== YOUR OBJECTIVE ==
All of the records are to be copied out exactly, with nothing left out.

== RECORDS FOR PROCESSING ==
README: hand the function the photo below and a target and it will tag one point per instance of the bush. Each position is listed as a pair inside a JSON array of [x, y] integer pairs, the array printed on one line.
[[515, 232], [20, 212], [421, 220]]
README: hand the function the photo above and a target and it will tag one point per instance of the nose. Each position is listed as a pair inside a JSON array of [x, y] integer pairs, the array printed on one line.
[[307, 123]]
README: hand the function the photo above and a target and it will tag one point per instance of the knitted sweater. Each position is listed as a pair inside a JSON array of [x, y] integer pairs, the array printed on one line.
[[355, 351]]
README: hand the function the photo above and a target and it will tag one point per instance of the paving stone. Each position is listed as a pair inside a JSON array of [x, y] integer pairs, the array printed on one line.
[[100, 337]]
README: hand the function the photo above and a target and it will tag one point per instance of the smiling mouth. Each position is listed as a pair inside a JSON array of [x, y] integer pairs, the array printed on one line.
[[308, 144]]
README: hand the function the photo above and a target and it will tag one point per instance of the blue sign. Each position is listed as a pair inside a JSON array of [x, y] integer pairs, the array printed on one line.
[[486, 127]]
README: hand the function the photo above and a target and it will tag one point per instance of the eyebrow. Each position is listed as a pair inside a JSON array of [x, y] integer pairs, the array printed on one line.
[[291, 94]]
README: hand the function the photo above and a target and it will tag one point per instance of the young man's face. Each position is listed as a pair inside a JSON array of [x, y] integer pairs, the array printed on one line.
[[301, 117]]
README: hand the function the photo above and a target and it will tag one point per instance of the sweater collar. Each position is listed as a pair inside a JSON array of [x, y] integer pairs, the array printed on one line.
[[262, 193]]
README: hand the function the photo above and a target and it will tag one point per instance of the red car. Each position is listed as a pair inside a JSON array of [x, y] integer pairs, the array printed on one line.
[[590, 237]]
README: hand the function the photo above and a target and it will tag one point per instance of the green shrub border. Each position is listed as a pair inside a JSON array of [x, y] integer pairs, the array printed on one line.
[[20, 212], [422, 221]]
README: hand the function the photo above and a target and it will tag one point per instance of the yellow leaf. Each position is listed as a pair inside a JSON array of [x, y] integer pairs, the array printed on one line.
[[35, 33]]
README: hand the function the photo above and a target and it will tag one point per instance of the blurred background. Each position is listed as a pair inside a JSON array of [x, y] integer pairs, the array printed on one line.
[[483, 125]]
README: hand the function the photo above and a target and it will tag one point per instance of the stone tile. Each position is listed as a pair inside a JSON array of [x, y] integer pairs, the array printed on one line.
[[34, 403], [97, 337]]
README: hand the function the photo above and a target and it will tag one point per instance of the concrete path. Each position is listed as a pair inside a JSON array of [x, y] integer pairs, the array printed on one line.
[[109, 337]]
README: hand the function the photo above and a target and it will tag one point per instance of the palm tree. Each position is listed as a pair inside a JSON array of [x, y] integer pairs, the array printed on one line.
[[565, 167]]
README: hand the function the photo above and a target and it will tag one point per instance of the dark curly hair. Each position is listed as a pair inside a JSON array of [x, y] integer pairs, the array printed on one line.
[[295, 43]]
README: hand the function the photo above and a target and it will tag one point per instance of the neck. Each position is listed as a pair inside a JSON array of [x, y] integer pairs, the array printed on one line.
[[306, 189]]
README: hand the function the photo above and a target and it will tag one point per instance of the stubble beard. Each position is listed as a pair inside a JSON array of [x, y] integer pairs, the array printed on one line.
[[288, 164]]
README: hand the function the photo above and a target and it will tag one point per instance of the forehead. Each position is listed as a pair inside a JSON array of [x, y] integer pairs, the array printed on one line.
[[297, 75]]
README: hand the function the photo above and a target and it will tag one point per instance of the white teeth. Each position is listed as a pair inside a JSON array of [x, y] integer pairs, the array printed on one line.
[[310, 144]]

== EXERCISE SOLUTION ==
README: hand the function the photo below and a target and it will tag one point per instance of the bush. Each position is listed as a pair inside a JSON array of [x, y] integer pairs, the array printed on one line.
[[515, 232], [20, 212], [421, 220]]
README: hand the function the photo above and a target and it will tag one point per instance of the nose. Each position is listed as a pair inside a JSON array of [x, y] integer pairs, the array printed on one line.
[[307, 123]]
README: hand the function the photo above and a target and it will tag one point per instance of the knitted sweater. Each position is listed as a pair inside a JSON array of [x, y] integer pairs, the array printed on one line.
[[355, 351]]
README: hand the function the photo above and a target and it will tag one point per instance of the paving stone. Each position is listed as a pair inside a JSON array of [x, y] integer pairs, the array printed on one line.
[[100, 337]]
README: hand the function the photo above and a target and it will tag one point per instance of the smiling mouth. Each position is listed as a pair inside a JSON array of [x, y] integer pairs, the array printed on one line.
[[308, 144]]
README: hand the function the photo above and a target and it will tag one point per instance of the blue sign. Each position is listed as a pair inside a JSON array of [x, y] integer pairs, the array printed on one line.
[[486, 127]]
README: hand the function the photo above and a target and it will tag one point per instance of the eyebrow. Each position is listed as a pair inside a JSON array of [x, y] integer pairs, the array printed on one line.
[[291, 94]]
README: hand the function the photo above and a target and it will tag one point per instance of the young man's face. Each position is listed as a pair inside a JSON array of [x, y] integer pairs, the array printed on one line.
[[301, 117]]
README: hand the function the photo above and a target and it will tag one point per instance of the sweater collar. Each position is listed as a pair inside a JSON array of [x, y] integer pairs, the array printed on one line.
[[262, 193]]
README: hand the function the photo above and a target and it will tag one point per instance of the red car. Each position is listed as a pair inside a JSON array of [x, y] integer pairs, the array printed on one line.
[[590, 237]]
README: hand the function the photo above and a target and it will tag one point per instance of the green shrub border. Each position is listed as a pair inside a JSON array of [x, y] integer pairs, the array printed on one line.
[[20, 212], [422, 221]]
README: hand the function the photo above and a target and it will tag one point per instance of the yellow leaf. Each position is listed as a pair inside a JSON array of [x, y] integer pairs, the array printed on one line.
[[35, 33]]
README: hand the function the photo above and a target and it will tag one point per instance of the blurred background. Each position is listed as a pair inside a JSON array of [x, y] integer pairs, the array printed on one line.
[[483, 125]]
README: hand the function the photo above and a target and it will tag one point per instance of the stone tile. Each position is listed as a pair inside a JSON array of [x, y] integer pairs, the array printed on one line.
[[34, 403], [97, 337]]
README: hand the function the photo above and a target and it will tag one point per instance of the concrete path. Each position is listed as a pair inside a JSON array of [x, y] integer pairs, the array printed on one line.
[[109, 337]]
README: hand the function the photo above and a target and it will tag one point per instance of the palm tree. Each position is listed as a pair inside a JSON array of [x, y] integer pairs, the array printed on one line.
[[565, 167]]
README: hand the function the photo above and a target and it will tag one point per instance of the dark curly hair. Each position is listed as a pair inside a JSON array of [x, y] integer pairs, the array printed on one line.
[[295, 43]]
README: hand the function the photo above and a target and it will tag one point per instance of the neck. Each position is listed as a pair inside a JSON array of [x, y] integer pairs, the array printed on one line.
[[306, 189]]
README: hand the function the photo above and a target and it will tag one point per instance of the stubble beard. Each position is listed as a pair inside a JSON array of [x, y] integer pairs, the array printed on one line.
[[288, 164]]
README: hand the function the photo above and a target and it will tag one point per instance of the forehead. Each position is listed as a pair inside a JSON array of [x, y] integer pairs, the array printed on one line.
[[297, 75]]
README: hand the function the photo above and a target and it will tag one point per instance of the white teeth. Each position is listed as a pair inside a JSON array of [x, y] integer pairs, the array printed on one line.
[[310, 144]]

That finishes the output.